## [Exercise aim]
Format the data below as a numbered list, leaving out any blank lines.

## [Provided information]
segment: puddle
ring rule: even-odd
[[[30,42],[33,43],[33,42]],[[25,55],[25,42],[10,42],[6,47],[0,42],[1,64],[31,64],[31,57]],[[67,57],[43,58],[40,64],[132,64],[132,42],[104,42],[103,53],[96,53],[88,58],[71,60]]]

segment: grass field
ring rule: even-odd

## [Solution]
1. segment: puddle
2. ring rule: even-odd
3. [[[30,42],[33,43],[33,42]],[[25,55],[25,42],[10,42],[6,47],[0,42],[1,64],[31,64],[31,57]],[[67,57],[43,58],[40,64],[132,64],[132,42],[104,42],[103,53],[96,53],[88,58],[71,60]]]
4. segment: grass field
5. ring rule: even-odd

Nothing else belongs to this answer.